Show each line of the entries below that contains the string "flower", copying every such line in full. Case counts.

[Records from a collection]
--- BEGIN ---

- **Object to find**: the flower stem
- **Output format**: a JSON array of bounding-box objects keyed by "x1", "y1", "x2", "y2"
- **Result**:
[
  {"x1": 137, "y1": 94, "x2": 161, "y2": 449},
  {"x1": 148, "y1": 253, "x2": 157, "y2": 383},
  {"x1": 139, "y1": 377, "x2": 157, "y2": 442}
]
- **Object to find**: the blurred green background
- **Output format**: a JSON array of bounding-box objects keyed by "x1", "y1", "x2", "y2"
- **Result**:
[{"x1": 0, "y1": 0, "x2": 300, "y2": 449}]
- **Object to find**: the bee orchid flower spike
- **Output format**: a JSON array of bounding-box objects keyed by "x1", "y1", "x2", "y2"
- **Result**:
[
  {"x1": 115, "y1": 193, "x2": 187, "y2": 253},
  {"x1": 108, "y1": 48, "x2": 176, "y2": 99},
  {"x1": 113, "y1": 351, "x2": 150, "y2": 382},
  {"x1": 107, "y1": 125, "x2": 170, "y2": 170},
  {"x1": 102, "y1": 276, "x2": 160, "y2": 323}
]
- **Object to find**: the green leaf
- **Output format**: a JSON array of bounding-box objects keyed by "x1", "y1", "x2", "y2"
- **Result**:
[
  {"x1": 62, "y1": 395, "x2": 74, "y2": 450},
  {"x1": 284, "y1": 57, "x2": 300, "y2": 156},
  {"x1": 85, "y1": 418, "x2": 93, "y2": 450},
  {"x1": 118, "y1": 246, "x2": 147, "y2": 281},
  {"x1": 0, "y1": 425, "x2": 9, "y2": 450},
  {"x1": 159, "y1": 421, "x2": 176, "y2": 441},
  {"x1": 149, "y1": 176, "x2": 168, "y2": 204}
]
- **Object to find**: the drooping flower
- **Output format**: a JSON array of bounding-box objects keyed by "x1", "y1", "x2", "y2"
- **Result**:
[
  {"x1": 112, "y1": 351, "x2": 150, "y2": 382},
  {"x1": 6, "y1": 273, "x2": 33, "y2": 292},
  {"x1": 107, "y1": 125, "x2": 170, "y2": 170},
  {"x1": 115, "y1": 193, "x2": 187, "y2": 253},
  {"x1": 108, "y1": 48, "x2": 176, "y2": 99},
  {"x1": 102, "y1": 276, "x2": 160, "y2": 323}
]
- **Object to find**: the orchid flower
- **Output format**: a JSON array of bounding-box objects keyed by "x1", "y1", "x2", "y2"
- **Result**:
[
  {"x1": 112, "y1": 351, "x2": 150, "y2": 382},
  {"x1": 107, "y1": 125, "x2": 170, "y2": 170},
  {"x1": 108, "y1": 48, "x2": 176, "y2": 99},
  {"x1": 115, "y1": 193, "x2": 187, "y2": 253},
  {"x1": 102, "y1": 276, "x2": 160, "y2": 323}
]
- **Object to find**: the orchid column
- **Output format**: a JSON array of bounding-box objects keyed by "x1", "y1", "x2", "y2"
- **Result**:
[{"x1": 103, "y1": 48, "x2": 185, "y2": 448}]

--- END ---

→ Response for this exercise
- **Object to find**: the flower stem
- **Object to find**: the bee orchid flower spike
- **Object to find**: the drooping flower
- **Object to find**: the orchid flower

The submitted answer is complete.